Qui peut prévoir dans ces conditions comment se déclineront les rapports de force dans quelques années ? Et comment prétendre théoriser à partir de ces impressions ? Ce qui caractérise l’impérialisme aujourd’hui est justement une fluidité des situations beaucoup plus grande que par le passé, dont le corollaire est une variation très importante dans le choix des stratégies possibles.

L’autre aspect, ce sont les nouvelles modalités de la guerre, obéissant à des contraintes mais également à des opportunités nouvelles (notamment sur le plan technologique), sans que l’on puisse plaquer immédiatement un raisonnement général concernant la fin de l’hégémonie américaine et l’affaiblissement supposé de l’impérialisme.
L’existence de guerres qui semblent illimitées dans l’espace n’est pas en soi un phénomène nouveau : depuis longtemps les frontières du capital se sont élargies au monde entier, et depuis longtemps les principales puissances impérialistes ont élargi la notion de « frontière » à l’échelle du monde. Pour les États-Unis en particulier, il s’agit bien d’assurer à côté de la défense de leurs intérêts particuliers, celle de l’intérêt général en vue de reproduire les conditions d’ensemble de l’exploitation capitaliste mondialisée. Ce qui suppose une capacité de projection que seul ce pays a réellement, tout en accélérant la professionnalisation des armées un peu partout, non sans quelques incidences politiques.

#### BUT DE L'EXERCICE:
Répondez aux questions suivantes d'après le texte sur l'impérialisme ci-dessus.
1. Qu'est-ce qui caractérise l'impérialisme aujourd'hui ?
2. Sur quel plan les nouvelles modalités de la guerre trouvent-elles notamment des opportunités nouvelles ?
3. Quelle capacité seuls les États-Unis ont-ils réellement ?

#### DONNÉES EXTRAITES:
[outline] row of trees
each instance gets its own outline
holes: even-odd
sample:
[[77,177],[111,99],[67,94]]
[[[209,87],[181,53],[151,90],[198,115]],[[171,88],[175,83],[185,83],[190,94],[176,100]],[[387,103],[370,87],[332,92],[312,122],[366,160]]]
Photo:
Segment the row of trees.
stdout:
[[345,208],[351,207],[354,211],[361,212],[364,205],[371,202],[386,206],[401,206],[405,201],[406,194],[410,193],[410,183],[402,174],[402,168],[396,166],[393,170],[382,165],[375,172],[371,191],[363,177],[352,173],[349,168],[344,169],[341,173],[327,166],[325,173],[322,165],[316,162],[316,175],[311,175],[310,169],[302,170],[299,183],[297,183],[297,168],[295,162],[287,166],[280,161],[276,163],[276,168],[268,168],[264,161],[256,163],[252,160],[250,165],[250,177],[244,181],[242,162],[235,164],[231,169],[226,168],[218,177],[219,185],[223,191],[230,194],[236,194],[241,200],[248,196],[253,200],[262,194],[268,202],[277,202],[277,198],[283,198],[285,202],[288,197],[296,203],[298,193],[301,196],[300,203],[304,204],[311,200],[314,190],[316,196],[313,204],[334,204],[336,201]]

#### RÉPONSE PROPOSÉE:
1. Une fluidité des situations beaucoup plus grande que par le passé.
2. Sur le plan technologique.
3. Une capacité de projection.